=== Begin Enclosure ===

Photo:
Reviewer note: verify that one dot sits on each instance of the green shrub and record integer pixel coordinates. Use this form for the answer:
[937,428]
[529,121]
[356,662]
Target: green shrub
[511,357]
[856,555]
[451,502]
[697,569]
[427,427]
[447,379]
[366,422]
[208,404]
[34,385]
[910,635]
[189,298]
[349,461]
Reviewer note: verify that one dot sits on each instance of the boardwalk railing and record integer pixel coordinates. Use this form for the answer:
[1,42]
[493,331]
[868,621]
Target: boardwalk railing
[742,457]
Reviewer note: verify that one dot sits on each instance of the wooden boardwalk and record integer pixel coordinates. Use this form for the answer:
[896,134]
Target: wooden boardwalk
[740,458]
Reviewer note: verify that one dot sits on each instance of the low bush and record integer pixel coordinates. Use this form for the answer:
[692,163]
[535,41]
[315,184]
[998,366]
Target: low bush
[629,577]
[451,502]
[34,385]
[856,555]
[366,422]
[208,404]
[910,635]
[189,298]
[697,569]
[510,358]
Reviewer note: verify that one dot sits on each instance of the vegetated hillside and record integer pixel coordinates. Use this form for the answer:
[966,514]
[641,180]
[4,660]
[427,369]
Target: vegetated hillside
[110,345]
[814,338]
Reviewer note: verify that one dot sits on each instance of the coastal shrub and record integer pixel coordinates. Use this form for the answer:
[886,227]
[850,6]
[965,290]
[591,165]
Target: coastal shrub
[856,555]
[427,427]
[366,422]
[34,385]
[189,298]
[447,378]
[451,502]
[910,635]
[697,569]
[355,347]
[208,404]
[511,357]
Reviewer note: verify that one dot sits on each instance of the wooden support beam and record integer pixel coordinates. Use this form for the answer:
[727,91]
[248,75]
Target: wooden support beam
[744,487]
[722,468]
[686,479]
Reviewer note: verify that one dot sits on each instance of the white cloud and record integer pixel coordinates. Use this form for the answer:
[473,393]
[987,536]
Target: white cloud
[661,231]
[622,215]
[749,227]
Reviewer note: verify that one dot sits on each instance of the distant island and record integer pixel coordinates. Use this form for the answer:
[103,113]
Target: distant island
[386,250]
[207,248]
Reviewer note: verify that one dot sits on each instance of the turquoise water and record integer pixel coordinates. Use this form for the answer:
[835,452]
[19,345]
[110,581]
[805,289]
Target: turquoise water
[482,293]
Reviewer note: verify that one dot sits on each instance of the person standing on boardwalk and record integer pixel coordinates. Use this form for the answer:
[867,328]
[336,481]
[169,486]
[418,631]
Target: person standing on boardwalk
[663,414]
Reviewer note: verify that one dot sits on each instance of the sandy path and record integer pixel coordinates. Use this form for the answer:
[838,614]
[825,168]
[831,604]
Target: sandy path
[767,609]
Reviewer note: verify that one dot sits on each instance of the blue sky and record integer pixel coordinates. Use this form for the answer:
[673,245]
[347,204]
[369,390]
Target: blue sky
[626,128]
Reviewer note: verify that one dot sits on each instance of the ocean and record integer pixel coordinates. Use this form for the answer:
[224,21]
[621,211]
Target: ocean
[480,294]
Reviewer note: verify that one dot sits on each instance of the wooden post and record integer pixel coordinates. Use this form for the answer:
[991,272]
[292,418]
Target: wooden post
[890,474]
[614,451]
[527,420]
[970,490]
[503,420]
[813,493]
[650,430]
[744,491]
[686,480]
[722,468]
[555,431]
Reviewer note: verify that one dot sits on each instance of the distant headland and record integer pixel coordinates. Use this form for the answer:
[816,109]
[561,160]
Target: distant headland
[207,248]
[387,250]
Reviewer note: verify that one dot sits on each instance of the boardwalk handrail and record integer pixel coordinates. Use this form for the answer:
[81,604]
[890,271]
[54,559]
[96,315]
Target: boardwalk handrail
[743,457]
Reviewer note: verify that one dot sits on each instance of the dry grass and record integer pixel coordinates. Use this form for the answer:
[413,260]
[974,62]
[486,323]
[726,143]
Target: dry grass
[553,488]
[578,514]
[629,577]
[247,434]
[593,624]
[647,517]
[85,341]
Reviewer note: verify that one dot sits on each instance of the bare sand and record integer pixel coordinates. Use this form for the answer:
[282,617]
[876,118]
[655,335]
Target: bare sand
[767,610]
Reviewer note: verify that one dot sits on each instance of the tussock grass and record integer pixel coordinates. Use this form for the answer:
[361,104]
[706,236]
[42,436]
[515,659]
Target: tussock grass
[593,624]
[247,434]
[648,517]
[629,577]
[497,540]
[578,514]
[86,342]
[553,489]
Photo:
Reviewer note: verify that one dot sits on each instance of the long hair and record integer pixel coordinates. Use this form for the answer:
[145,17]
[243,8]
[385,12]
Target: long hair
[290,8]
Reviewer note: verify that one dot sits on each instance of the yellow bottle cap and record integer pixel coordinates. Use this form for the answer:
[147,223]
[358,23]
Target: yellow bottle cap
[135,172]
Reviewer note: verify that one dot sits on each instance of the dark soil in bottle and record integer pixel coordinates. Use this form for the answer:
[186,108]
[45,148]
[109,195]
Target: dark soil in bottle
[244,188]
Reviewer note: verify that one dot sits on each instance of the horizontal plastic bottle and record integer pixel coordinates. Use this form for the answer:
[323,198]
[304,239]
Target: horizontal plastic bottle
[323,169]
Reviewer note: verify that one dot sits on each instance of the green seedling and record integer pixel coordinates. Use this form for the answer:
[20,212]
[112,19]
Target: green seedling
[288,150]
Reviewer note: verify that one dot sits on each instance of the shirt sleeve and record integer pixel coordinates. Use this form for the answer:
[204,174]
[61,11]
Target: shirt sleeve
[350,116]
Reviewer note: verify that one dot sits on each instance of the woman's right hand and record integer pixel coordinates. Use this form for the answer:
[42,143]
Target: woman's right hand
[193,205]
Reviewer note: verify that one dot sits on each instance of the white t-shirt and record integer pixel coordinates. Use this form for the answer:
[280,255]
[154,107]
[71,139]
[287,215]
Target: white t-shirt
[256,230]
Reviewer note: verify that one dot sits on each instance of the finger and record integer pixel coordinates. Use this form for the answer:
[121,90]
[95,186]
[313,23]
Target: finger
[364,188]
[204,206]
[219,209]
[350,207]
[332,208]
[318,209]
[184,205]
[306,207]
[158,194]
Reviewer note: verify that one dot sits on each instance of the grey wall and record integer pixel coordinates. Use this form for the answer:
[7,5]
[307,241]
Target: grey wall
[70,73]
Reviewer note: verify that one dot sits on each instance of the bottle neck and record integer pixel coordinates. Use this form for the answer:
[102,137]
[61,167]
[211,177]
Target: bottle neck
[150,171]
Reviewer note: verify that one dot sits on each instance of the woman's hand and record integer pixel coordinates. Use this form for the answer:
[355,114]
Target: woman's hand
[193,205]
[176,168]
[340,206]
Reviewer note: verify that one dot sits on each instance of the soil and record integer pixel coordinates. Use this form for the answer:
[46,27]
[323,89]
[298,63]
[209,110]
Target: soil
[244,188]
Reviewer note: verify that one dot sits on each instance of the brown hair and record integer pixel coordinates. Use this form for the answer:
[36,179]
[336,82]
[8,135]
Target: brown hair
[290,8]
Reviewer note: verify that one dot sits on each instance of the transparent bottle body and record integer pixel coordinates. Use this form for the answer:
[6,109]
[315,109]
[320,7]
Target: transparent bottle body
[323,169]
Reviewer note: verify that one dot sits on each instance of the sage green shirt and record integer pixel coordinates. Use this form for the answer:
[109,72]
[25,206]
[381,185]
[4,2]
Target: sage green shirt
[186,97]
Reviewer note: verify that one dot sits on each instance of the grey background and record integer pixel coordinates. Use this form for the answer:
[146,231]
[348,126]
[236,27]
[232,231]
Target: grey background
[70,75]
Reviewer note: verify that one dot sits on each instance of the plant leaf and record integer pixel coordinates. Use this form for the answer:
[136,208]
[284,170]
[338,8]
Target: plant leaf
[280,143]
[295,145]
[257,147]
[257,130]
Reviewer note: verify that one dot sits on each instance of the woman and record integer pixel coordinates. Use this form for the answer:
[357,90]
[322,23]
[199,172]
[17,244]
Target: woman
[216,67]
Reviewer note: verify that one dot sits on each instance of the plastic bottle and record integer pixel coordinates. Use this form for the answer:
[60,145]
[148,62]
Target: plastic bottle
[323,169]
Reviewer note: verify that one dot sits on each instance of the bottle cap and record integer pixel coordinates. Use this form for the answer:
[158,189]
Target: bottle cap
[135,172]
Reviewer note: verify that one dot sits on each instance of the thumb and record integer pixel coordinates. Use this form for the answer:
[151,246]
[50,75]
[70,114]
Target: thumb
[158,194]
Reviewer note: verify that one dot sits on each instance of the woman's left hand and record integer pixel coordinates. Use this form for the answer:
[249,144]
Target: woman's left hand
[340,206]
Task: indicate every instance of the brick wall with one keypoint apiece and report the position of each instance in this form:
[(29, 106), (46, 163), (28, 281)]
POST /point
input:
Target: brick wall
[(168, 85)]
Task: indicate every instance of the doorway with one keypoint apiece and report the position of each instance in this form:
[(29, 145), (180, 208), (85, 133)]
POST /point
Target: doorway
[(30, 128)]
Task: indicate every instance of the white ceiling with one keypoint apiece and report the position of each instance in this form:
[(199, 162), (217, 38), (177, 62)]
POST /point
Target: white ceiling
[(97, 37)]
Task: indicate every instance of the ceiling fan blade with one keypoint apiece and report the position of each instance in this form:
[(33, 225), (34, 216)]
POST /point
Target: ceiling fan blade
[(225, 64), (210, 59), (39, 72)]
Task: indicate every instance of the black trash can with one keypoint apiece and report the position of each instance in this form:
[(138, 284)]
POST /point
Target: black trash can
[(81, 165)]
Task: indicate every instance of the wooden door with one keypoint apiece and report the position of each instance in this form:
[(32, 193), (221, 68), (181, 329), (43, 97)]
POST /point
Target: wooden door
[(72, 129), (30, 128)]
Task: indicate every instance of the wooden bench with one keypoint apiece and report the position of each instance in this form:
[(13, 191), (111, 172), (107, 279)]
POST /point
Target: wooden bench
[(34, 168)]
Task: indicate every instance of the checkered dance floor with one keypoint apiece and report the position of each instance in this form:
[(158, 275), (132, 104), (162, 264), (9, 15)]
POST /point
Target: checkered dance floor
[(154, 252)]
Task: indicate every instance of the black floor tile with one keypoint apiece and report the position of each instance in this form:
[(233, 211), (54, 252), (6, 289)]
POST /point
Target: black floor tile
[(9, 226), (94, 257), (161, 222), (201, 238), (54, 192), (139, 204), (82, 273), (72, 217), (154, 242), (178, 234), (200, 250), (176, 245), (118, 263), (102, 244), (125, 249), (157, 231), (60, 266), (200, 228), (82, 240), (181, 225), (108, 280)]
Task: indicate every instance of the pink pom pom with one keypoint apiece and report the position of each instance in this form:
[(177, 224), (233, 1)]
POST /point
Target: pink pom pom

=== End Enclosure ===

Work to be completed: Go through the entries and copy each line holding the string "pink".

Answer to this exercise:
Task: indicate every instance of the pink pom pom with one keypoint apiece and report the position of each instance in this form:
Target: pink pom pom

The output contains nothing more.